Objective:
Reproduce everything in the records below from the line containing "query: the noun phrase to segment: **window" down to the line containing "[[161,58],[148,58],[148,60],[161,60]]", both included, with the request text kept. Shift each polygon coordinate in the answer outlines by adding 63, and leave the format samples unchanged.

─── Materials provided ───

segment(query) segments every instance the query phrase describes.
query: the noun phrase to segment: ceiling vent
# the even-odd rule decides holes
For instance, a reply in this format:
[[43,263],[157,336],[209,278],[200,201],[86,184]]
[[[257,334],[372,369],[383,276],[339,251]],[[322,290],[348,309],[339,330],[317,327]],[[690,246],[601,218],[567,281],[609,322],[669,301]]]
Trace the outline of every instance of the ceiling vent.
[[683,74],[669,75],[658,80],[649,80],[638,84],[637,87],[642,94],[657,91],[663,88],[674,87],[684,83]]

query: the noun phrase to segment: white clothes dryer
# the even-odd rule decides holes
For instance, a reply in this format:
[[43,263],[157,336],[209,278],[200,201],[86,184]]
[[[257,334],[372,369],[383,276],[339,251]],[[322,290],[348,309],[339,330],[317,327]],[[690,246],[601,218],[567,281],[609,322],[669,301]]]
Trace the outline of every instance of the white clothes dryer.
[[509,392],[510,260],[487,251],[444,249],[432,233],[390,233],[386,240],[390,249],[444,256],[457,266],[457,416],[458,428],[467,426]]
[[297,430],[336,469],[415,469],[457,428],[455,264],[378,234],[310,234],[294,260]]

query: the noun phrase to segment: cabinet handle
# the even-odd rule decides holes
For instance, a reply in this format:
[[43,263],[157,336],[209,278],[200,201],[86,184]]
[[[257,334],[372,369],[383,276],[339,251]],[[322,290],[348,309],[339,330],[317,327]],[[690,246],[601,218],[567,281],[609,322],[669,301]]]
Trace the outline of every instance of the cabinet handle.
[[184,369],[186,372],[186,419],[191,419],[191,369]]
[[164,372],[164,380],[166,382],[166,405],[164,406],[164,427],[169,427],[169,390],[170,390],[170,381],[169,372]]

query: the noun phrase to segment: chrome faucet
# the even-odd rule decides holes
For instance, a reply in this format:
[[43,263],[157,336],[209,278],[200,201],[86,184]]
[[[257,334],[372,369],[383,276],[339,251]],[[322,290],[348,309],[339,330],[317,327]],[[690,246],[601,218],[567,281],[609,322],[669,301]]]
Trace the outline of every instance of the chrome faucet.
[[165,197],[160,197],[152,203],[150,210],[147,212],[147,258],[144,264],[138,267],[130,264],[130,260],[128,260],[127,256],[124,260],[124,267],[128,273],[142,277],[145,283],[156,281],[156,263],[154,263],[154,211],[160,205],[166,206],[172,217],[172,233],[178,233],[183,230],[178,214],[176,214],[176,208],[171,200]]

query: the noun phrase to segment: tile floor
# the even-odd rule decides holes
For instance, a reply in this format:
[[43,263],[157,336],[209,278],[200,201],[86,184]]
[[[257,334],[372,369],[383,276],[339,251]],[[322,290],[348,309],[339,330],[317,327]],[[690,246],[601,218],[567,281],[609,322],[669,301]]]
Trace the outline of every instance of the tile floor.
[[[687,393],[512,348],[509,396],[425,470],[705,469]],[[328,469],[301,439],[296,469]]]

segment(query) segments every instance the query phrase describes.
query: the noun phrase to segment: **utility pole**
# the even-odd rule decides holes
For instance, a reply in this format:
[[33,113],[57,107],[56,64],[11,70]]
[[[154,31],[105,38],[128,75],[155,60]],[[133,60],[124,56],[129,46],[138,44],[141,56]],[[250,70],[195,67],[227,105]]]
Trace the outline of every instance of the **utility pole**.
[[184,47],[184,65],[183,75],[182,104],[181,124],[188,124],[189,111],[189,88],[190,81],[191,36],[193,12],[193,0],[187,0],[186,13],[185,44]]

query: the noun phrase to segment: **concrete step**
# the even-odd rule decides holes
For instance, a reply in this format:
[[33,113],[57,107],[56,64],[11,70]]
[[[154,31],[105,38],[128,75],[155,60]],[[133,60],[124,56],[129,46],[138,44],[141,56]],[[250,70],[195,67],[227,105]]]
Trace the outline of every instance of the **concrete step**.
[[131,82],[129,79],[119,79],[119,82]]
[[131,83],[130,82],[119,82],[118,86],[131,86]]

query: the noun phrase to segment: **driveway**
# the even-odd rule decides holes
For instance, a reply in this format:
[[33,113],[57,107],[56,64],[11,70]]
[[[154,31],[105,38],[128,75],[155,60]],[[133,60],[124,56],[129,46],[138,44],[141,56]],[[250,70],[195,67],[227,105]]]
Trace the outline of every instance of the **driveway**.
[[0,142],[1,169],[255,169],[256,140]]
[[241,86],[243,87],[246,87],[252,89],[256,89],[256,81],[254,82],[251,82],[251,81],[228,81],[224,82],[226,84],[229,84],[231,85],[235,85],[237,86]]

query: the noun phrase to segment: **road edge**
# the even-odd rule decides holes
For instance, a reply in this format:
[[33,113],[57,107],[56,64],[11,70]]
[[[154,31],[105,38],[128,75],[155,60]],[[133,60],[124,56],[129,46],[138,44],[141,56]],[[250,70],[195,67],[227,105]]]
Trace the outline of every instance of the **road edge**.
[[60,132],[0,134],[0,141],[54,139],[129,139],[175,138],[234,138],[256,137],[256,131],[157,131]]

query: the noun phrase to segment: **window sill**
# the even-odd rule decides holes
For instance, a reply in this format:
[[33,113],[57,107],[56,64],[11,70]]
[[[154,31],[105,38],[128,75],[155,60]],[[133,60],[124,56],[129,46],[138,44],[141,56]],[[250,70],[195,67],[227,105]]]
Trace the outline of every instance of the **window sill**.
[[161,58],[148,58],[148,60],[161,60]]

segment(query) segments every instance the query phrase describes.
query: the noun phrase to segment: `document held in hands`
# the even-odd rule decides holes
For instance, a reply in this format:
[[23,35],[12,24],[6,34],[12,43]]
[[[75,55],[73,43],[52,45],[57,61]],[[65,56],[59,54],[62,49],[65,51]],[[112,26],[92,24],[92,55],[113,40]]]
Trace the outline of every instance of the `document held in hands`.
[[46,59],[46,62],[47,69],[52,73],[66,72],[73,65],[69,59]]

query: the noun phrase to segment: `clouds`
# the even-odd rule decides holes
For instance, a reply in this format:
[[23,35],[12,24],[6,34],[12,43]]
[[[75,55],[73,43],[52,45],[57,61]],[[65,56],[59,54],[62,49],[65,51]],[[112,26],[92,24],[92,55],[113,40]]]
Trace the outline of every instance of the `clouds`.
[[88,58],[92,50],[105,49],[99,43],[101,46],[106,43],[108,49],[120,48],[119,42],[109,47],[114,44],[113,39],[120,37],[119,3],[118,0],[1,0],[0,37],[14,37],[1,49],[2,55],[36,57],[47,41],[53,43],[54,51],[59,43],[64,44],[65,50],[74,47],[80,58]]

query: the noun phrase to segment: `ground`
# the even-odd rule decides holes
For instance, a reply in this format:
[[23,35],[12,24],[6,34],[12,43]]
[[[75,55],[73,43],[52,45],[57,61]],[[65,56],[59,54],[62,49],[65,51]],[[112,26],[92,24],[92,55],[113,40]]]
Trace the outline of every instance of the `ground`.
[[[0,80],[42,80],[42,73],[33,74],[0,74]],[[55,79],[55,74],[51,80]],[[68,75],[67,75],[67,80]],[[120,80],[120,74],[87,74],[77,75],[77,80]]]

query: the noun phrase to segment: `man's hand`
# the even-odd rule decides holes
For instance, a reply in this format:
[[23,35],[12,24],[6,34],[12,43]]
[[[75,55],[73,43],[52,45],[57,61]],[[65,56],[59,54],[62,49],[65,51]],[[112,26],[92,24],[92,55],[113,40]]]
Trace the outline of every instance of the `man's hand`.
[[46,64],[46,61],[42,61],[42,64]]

───

Reply to the exercise:
query: the noun phrase to segment: **window sill**
# the even-odd rule decides holes
For instance, a reply in this format:
[[33,113],[57,107],[56,64],[11,70]]
[[[154,31],[105,38],[128,75],[155,60]],[[133,60],[124,56],[129,46],[138,44],[141,56]],[[250,70],[195,67],[227,105]]]
Trace the outline of every instance of the **window sill**.
[[224,121],[211,121],[211,123],[224,123]]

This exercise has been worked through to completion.